**Listed entries**
※

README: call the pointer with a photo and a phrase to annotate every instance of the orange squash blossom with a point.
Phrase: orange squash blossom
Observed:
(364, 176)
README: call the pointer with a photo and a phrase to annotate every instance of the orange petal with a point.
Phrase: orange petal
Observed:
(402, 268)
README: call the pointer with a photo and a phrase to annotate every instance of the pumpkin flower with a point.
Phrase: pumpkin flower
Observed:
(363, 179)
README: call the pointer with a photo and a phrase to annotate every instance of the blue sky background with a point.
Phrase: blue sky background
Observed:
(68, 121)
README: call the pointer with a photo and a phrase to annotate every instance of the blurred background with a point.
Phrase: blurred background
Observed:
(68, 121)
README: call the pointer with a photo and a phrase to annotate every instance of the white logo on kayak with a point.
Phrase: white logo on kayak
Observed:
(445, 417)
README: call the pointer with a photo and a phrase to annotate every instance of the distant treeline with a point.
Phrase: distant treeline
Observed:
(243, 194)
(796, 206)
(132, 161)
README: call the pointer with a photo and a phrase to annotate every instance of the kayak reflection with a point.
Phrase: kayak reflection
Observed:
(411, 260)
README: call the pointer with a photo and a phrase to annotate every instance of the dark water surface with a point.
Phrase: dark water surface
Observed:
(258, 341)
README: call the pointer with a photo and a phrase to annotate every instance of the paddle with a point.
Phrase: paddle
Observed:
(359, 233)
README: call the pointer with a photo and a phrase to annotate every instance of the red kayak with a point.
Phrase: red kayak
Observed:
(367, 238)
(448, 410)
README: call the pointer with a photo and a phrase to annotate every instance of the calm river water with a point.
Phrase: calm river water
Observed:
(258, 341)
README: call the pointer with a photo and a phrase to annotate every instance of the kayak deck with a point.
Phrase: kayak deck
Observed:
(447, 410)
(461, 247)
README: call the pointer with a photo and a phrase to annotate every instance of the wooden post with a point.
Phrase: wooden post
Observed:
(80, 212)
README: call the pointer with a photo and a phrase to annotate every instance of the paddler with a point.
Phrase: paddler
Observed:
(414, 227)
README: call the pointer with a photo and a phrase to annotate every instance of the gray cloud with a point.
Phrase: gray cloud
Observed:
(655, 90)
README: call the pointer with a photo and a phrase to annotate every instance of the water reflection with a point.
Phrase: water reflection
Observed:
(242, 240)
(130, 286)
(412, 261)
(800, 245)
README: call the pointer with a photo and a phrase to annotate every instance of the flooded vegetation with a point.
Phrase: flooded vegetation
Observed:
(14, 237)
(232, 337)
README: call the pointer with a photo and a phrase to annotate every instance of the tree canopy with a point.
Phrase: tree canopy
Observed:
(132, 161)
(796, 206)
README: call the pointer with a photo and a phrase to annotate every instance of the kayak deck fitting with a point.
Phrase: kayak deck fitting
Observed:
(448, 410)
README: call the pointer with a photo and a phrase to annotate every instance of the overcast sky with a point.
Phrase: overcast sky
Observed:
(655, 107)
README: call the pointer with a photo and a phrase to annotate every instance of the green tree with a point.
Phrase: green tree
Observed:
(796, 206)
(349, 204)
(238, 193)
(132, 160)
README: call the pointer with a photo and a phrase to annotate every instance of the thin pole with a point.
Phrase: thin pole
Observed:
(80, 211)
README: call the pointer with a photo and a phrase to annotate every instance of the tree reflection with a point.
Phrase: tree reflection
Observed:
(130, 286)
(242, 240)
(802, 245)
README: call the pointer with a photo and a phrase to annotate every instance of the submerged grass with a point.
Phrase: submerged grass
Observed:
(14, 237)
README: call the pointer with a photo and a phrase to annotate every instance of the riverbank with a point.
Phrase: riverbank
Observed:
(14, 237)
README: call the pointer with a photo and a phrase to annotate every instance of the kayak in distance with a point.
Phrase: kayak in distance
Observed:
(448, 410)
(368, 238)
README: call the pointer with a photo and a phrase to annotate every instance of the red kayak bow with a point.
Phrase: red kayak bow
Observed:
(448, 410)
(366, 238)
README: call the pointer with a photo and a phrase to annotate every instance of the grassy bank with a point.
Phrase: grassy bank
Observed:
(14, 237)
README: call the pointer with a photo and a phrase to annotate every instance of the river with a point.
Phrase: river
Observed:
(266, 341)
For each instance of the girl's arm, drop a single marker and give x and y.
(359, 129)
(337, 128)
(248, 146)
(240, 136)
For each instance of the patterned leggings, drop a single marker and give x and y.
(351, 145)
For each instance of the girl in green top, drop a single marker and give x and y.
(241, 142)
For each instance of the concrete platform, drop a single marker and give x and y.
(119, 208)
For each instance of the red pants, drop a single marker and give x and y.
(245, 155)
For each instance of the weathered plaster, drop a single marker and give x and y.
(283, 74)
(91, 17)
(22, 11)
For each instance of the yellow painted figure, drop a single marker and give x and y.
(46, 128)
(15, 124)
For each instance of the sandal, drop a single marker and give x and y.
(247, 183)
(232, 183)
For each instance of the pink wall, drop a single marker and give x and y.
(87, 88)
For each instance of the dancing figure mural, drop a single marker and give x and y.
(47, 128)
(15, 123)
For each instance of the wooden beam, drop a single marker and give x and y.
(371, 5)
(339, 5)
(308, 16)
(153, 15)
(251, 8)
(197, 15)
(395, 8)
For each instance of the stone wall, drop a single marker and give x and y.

※

**Goal of the exercise**
Reproduce the data shown above in its entirety, keeping each word as it is.

**Task output**
README: call the pointer with a photo and a phrase to annotate every instance of the orange squash blossom with a point.
Phrase: orange squash blossom
Observed:
(364, 176)
README: call the pointer with a photo and a phrase to annotate every instance of the orange petal with a point.
Phrase: orange petal
Observed:
(402, 268)
README: call the pointer with a photo and a phrase to annotate every instance of the pumpkin flower with a point.
Phrase: pumpkin flower
Observed:
(363, 179)
README: call the pointer with a photo and a phrase to annotate every instance of the blue sky background with a point.
Phrase: blue sky background
Observed:
(68, 121)
README: call the pointer with a photo and a phrase to annotate every instance of the blurred background with a point.
Phrase: blurred background
Observed:
(68, 121)
README: call the pointer with a photo and a phrase to annotate every instance of the white logo on kayak with a point.
Phrase: white logo on kayak
Observed:
(445, 417)
README: call the pointer with a photo and a phrase to annotate every instance of the distant treeline with a point.
Phrase: distant treeline
Observed:
(243, 194)
(796, 206)
(132, 161)
README: call the pointer with a photo and a phrase to annotate every instance of the kayak reflection with a point.
Phrase: kayak reflection
Observed:
(411, 260)
README: call the pointer with a photo and a phrase to annotate every instance of the dark water surface with a point.
Phrase: dark water surface
Observed:
(258, 341)
README: call the pointer with a photo and a phrase to annotate every instance of the paddle with a point.
Phrase: paddle
Observed:
(359, 233)
README: call the pointer with a photo and a phrase to annotate every instance of the red kayak with a point.
Phrase: red kayak
Observed:
(367, 238)
(448, 410)
README: call the pointer with a photo and a phrase to annotate every instance of the calm river water with a point.
Phrase: calm river water
Observed:
(258, 341)
README: call the pointer with a photo and a phrase to annotate every instance of the kayak deck with a point.
Phrase: kayak deck
Observed:
(447, 410)
(461, 247)
README: call the pointer with a photo and a phrase to annotate every instance of the wooden post with a point.
Phrase: wooden post
Observed:
(80, 212)
README: call the pointer with a photo and a phrase to annotate every instance of the paddler with a point.
Phrase: paddler
Observed:
(414, 227)
README: call the pointer with a photo and a phrase to annotate every instance of the gray cloud with a point.
Phrase: gray cloud
Observed:
(655, 90)
README: call the pointer with a photo and a phrase to annotate every instance of the water reflection with a point.
Phrase: water reflection
Observed:
(242, 240)
(130, 286)
(412, 261)
(800, 245)
README: call the pointer with a photo and a phrase to annotate every instance of the flooded vegetation with a point.
Phrase: flooded vegetation
Observed:
(14, 237)
(232, 337)
README: call the pointer with a photo and a phrase to annotate every instance of the tree canopy with a point.
Phrase: tree canopy
Observed:
(132, 161)
(796, 206)
README: call the pointer with a photo and a phrase to annotate every instance of the kayak deck fitting with a point.
Phrase: kayak deck fitting
Observed:
(448, 410)
README: call the pointer with a photo and a phrase to annotate every instance of the overcast sky with a point.
Phrase: overcast sky
Observed:
(655, 107)
README: call the pointer with a photo and a phrase to annotate every instance of the green tree with a point.
Phrase: green tree
Observed:
(796, 206)
(349, 204)
(238, 193)
(132, 160)
README: call the pointer with a photo and a phrase to annotate every instance of the thin pole with a point.
Phrase: thin pole
Observed:
(80, 211)
README: call the pointer with a photo and a phrase to annotate every instance of the tree reflection with a point.
Phrase: tree reflection
Observed:
(130, 286)
(242, 240)
(802, 245)
README: call the pointer with a photo and a phrase to annotate every instance of the submerged grass with a point.
Phrase: submerged grass
Observed:
(14, 237)
README: call the pointer with a photo and a phrase to annotate every instance of the riverbank with a point.
Phrase: riverbank
Observed:
(14, 237)
README: call the pointer with a photo and a phrase to annotate every instance of the kayak in distance with a point.
Phrase: kayak in distance
Observed:
(448, 410)
(368, 238)
README: call the pointer with a photo and a phrase to annotate every instance of the red kayak bow with a point.
Phrase: red kayak bow
Observed:
(448, 410)
(366, 238)
README: call the pointer with a photo and a phrase to annotate every instance of the grassy bank with a point.
Phrase: grassy bank
Observed:
(14, 237)
README: call the pointer with a photo and a phrase to annotate every instance of the river with a point.
Phrase: river
Observed:
(266, 341)
For each instance of the girl's arm, drop a single marker and give x and y.
(359, 129)
(337, 128)
(248, 146)
(240, 136)
For each instance of the patterned leggings, drop a single marker and give x and y.
(351, 145)
For each instance of the girl in green top, drop a single marker and give x and y.
(241, 142)
For each instance of the concrete platform, drop a single marker and give x and y.
(119, 208)
For each instance of the red pants, drop a single marker and give x and y.
(245, 155)
For each instance of the weathered plaster, drop a single marker and give x and y.
(283, 74)
(91, 17)
(22, 11)
For each instance of the yellow painted figure, drop a single marker and give x and y.
(46, 128)
(15, 124)
For each instance of the sandal, drop a single marker and give x and y.
(247, 183)
(232, 183)
For each instance of the pink wall, drop a single marker and give x and y.
(87, 88)
For each instance of the dancing figure mural, drop a single marker and give x and y.
(47, 128)
(15, 123)
For each instance of the wooden beam, drop a single marker and give x and y.
(371, 5)
(339, 5)
(308, 16)
(153, 15)
(251, 8)
(197, 15)
(395, 8)
For each instance of the stone wall, drop a single marker and give x and y.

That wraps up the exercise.